PROBLEM STATEMENT ▸
Verbatim, and with nothing else, reproduce the data below from its first line through the line containing "Return the mask of every instance of the wood grain".

Dataset records ▸
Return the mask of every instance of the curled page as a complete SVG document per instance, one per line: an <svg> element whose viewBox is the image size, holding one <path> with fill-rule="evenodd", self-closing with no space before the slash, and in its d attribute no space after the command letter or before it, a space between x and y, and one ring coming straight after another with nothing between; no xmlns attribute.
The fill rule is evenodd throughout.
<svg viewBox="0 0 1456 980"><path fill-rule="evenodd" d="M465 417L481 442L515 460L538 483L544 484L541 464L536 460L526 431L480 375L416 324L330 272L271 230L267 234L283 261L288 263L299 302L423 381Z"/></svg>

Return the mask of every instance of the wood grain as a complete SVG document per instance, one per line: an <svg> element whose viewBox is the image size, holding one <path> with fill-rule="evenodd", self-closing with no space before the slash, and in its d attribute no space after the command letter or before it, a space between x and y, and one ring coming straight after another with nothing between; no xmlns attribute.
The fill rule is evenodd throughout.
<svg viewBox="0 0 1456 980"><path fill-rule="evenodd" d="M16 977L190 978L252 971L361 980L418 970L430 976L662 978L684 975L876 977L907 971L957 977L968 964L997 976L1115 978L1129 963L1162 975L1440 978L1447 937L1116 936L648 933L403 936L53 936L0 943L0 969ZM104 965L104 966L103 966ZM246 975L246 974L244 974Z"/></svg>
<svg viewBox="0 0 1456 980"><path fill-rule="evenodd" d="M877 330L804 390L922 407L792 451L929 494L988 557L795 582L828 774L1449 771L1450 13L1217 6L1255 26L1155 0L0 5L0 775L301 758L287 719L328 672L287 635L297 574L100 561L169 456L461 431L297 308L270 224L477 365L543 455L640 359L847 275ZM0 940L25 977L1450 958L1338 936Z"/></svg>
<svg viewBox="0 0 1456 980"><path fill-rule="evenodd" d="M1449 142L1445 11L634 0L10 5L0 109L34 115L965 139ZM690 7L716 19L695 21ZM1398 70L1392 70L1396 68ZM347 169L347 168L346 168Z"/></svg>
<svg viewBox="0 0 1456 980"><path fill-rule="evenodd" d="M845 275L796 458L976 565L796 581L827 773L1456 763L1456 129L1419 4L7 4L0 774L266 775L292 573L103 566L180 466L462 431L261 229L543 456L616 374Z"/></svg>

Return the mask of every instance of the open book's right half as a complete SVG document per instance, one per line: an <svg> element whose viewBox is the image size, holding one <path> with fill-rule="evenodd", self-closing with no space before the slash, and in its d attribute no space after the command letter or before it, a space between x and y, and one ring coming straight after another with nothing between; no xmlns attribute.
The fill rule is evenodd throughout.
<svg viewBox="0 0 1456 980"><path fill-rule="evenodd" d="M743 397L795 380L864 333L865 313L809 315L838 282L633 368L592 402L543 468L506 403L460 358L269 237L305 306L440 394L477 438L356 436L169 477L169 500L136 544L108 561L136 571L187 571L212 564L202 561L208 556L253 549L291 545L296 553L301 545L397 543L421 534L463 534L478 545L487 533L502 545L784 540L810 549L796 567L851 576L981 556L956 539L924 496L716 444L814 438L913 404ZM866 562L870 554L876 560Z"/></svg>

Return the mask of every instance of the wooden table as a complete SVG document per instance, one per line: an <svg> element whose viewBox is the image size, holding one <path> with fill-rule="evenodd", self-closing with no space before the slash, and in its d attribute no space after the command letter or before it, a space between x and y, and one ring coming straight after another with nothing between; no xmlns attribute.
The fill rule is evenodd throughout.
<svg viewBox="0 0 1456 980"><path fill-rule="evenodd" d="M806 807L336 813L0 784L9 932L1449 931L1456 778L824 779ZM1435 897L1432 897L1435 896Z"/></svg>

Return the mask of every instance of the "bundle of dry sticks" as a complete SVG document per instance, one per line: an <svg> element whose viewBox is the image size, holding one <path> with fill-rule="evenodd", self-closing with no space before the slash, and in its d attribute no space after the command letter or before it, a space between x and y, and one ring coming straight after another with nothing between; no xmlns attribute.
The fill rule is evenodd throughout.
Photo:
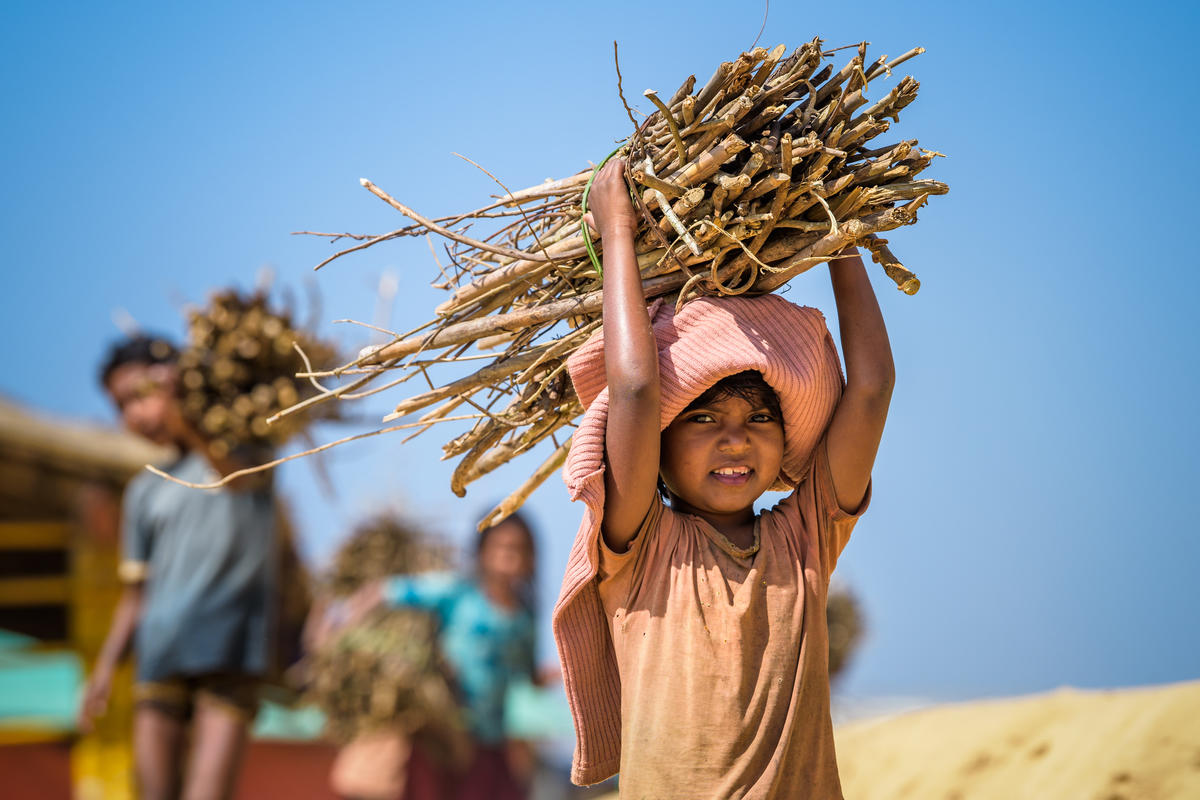
<svg viewBox="0 0 1200 800"><path fill-rule="evenodd" d="M449 569L450 547L422 533L404 517L383 512L359 525L334 556L329 592L346 597L389 575Z"/></svg>
<svg viewBox="0 0 1200 800"><path fill-rule="evenodd" d="M865 632L858 597L845 588L833 588L825 602L825 624L829 632L829 678L837 680L850 665Z"/></svg>
<svg viewBox="0 0 1200 800"><path fill-rule="evenodd" d="M389 575L445 569L446 547L401 517L385 513L363 523L338 551L328 590L345 598ZM437 646L437 621L418 609L377 610L311 654L308 699L325 712L339 742L380 728L422 733L457 756L462 720Z"/></svg>
<svg viewBox="0 0 1200 800"><path fill-rule="evenodd" d="M721 64L699 90L692 76L665 101L645 93L656 110L635 121L620 150L638 190L636 247L648 299L770 292L849 244L868 249L901 290L917 291L916 276L879 234L915 222L927 198L948 187L918 179L939 154L916 140L875 144L916 98L917 82L902 78L874 100L867 93L923 50L870 60L863 43L838 70L825 63L834 52L819 39L790 55L783 45L757 48ZM549 458L481 524L519 507L565 459L569 440L559 437L581 412L566 358L601 324L599 243L581 223L593 174L505 190L494 203L439 219L364 180L412 224L358 236L319 266L388 239L433 233L449 243L452 268L435 285L450 297L434 319L328 373L352 380L284 415L423 376L432 388L399 402L385 421L424 414L384 430L473 420L444 448L447 458L459 457L452 488L460 496L473 480L553 440ZM493 230L477 232L485 227ZM463 375L474 359L485 363ZM447 365L456 368L439 383L433 372ZM385 385L364 388L384 376Z"/></svg>
<svg viewBox="0 0 1200 800"><path fill-rule="evenodd" d="M327 343L300 330L292 315L272 308L265 291L216 292L188 313L187 346L179 357L183 413L214 454L251 446L272 449L303 431L324 407L268 419L323 391L297 372L329 366L337 355Z"/></svg>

TASK RESULT ▸
Return the mask of every instance of the curled page as a complete SVG document per instance, one per line: an <svg> element whose viewBox is the image size, holding one <path> with fill-rule="evenodd", self-closing with no space before the slash, and in its d attribute no space after the command letter or before it, a space between x and y, and one ring coming straight after another with nothing between; no xmlns attribute.
The fill rule is evenodd throughout.
<svg viewBox="0 0 1456 980"><path fill-rule="evenodd" d="M465 417L481 442L515 460L538 483L544 484L541 464L536 460L526 431L480 375L416 324L330 272L271 230L267 234L283 261L288 263L299 302L423 381Z"/></svg>

Return the mask of every instance of the wood grain as a complete SVG document per instance, one per line: an <svg> element whose viewBox is the image size, holding one <path> with fill-rule="evenodd", self-closing with no space before the slash, and in its d attribute no space after the command letter or before it, a space between x and y, and one ring coming straight after another with nothing between; no xmlns attribute.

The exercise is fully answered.